# [作業項目 A]
リバース・モーゲージに関する抜粋によると、2004年末時点での「長期生活支援資金貸付制度」の貸付決定件数は全国計で何件ですか？
# [作業項目 B]
抜粋のうち、「年齢を重ねるにつれて医療や介」を含む語句から書き始め、「国的な展開には至っていない。」まで書いたら止めて、その部分をそのまま出力してください。

こうした傾向を合わせて考えると、団塊ジュニア世代が30歳代前半から後半に移行する過程でのマンション等の新築住宅や既存住宅の取得が、また団塊世代の高齢化により建て替えや住み替えの需要がある程度盛り上がる可能性もある。ただし、上述したように、今後世帯数の伸びが鈍化する中で、新設着工の大幅増加やこれによる住宅ストックの継続的な増加は期待できず、このような人口の「こぶ」を形成する層の住宅需要に対応するには良質な既存住宅ストックの維持・管理も重要な課題となることは言うまでもない。

 豊かな高齢社会を実現するリバース・モーゲージの活用

年齢を重ねるにつれて医療や介護の負担が増加していく中で、高齢者がその生活水準を維持していくためには、金融資産に加え実物資産を有効に活用することが重要である。高齢者の持家率は概して高く、住宅・土地資産額についても、高年齢層での持家率が同様に高いアメリカと比べても、高齢者であるほど高くなるという特徴がある。こうした実物資産は金融資産に比べ流動性が低く、一般的にはこれを取り崩して生活資金等に充てるという性質にはなじまない34。しかし、高齢者の保有する住宅ストックをフローの資金として活用する手法の一つとして、いわゆるリバース・モーゲージ制度が存在する。リバース・モーゲージ制度とは、自宅として保有する住宅資産を担保として、そこに住み続けながら、年金式に一定額ずつ資金を借り入れ、契約終了時(主に利用者の死亡時)に当該資産を売却することにより借入累計(元本と利息)を一括返済する仕組みであり、この制度の活用により、高齢者は保有する住宅資産を元手に生活資金等を賄うことが可能となる。

 リバース・モーゲージ普及は途上

我が国におけるリバース・モーゲージの現状をみると、公的・民間機関を含めて既に幾つかの導入例がある。2002年度から導入された「長期生活支援資金貸付制度」は各都道府県社会福祉協議会において、所有する住居に将来にわたり住み続けることを希望する高齢者世帯に対し、当該不動産を担保として生活資金の貸付を行う制度である。同制度は、土地資産の評価額が1,500万円程度からと比較的評価額の小さい物件が対象となるため、ある程度広いカバレッジを確保しているが、市町村民税非課税程度の低所得世帯を対象とした社会福祉制度であり、また制度が始まって間もないこともあって、2004年末時点での貸付決定件数は全国計でも232件となっている。(付図3-21)。また、民間機関については、住宅メーカーや信託銀行による導入事例がみられるが、対象となる土地・住宅資産が概して限定的であるなど全国的な展開には至っていない。

# [入力データ]

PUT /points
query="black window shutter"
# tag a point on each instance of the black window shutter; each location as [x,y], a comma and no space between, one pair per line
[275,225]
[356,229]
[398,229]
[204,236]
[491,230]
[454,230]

# [演習結果 A]
232件です。

# [演習結果 B]
年齢を重ねるにつれて医療や介護の負担が増加していく中で、高齢者がその生活水準を維持していくためには、金融資産に加え実物資産を有効に活用することが重要である。高齢者の持家率は概して高く、住宅・土地資産額についても、高年齢層での持家率が同様に高いアメリカと比べても、高齢者であるほど高くなるという特徴がある。こうした実物資産は金融資産に比べ流動性が低く、一般的にはこれを取り崩して生活資金等に充てるという性質にはなじまない34。しかし、高齢者の保有する住宅ストックをフローの資金として活用する手法の一つとして、いわゆるリバース・モーゲージ制度が存在する。リバース・モーゲージ制度とは、自宅として保有する住宅資産を担保として、そこに住み続けながら、年金式に一定額ずつ資金を借り入れ、契約終了時(主に利用者の死亡時)に当該資産を売却することにより借入累計(元本と利息)を一括返済する仕組みであり、この制度の活用により、高齢者は保有する住宅資産を元手に生活資金等を賄うことが可能となる。

 リバース・モーゲージ普及は途上

我が国におけるリバース・モーゲージの現状をみると、公的・民間機関を含めて既に幾つかの導入例がある。2002年度から導入された「長期生活支援資金貸付制度」は各都道府県社会福祉協議会において、所有する住居に将来にわたり住み続けることを希望する高齢者世帯に対し、当該不動産を担保として生活資金の貸付を行う制度である。同制度は、土地資産の評価額が1,500万円程度からと比較的評価額の小さい物件が対象となるため、ある程度広いカバレッジを確保しているが、市町村民税非課税程度の低所得世帯を対象とした社会福祉制度であり、また制度が始まって間もないこともあって、2004年末時点での貸付決定件数は全国計でも232件となっている。(付図3-21)。また、民間機関については、住宅メーカーや信託銀行による導入事例がみられるが、対象となる土地・住宅資産が概して限定的であるなど全国的な展開には至っていない。